Could you rewrite the listing below as a Markdown table with two columns, Row and Listing line, giving each line its own numbered row and leaving out any blank lines?

★ ★ ★

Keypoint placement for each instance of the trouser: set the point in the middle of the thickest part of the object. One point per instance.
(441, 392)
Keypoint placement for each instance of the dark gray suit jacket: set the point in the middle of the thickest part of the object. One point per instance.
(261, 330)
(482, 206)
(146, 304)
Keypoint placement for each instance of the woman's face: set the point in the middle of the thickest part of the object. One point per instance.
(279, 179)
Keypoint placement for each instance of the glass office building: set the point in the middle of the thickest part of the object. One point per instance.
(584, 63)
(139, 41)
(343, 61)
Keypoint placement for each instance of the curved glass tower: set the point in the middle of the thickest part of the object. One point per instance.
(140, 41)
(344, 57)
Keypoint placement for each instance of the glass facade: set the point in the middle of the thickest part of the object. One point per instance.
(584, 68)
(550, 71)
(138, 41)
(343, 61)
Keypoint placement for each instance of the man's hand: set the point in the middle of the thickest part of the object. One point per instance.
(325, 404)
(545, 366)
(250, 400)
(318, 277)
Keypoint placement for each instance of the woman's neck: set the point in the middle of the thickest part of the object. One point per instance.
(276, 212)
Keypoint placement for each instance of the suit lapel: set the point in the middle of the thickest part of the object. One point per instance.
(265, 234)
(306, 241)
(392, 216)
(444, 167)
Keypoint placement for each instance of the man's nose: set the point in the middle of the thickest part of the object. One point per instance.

★ ★ ★

## OUTPUT OF THE EXERCISE
| Row | Listing line |
|---|---|
| 1 | Keypoint placement for each instance of the trouser: set the point in the middle of the thickest part of the object. One point per instance. |
| 2 | (441, 392) |
| 3 | Keypoint placement for each instance of the dark gray suit jacket: set the point in the middle of the thickest part of the object. One point per instance. |
| 4 | (261, 330) |
| 5 | (482, 206) |
| 6 | (146, 304) |
| 7 | Keypoint placement for each instance of the woman's face: set the point in the middle of the thickest part of the object. One point per instance. |
| 8 | (279, 179) |
| 9 | Keypoint placement for each instance of the glass office building: set the point in the middle of the thickest part of the object. One point per instance. |
| 10 | (584, 63) |
| 11 | (139, 41) |
| 12 | (343, 61) |
| 13 | Keypoint placement for each instance of the curved glass tower: set the point in the middle of the thickest part of the object. One point per instance. |
| 14 | (140, 41) |
| 15 | (344, 57) |
| 16 | Keypoint placement for each instance of the glass facade: set the point in the middle of the thickest part of the object. One point per instance. |
| 17 | (584, 68) |
| 18 | (550, 71) |
| 19 | (138, 41) |
| 20 | (343, 61) |
| 21 | Keypoint placement for each instance of the man's hand: set the point in the middle of the thickest part of the object. One point per instance. |
| 22 | (325, 404) |
| 23 | (545, 366) |
| 24 | (250, 400) |
| 25 | (318, 277) |
| 26 | Keypoint placement for each instance of the woman's neck: set the point in the middle of the thickest part of the object. One point per instance. |
| 27 | (276, 212) |
| 28 | Keypoint placement for each instance of the suit lapel: set the point in the middle of the thickest part of the object. One point per instance. |
| 29 | (265, 234) |
| 30 | (306, 241) |
| 31 | (392, 216) |
| 32 | (444, 167) |
| 33 | Keypoint placement for each instance of the man's nose: set the point in the middle of the thickest part of the object. One point per instance. |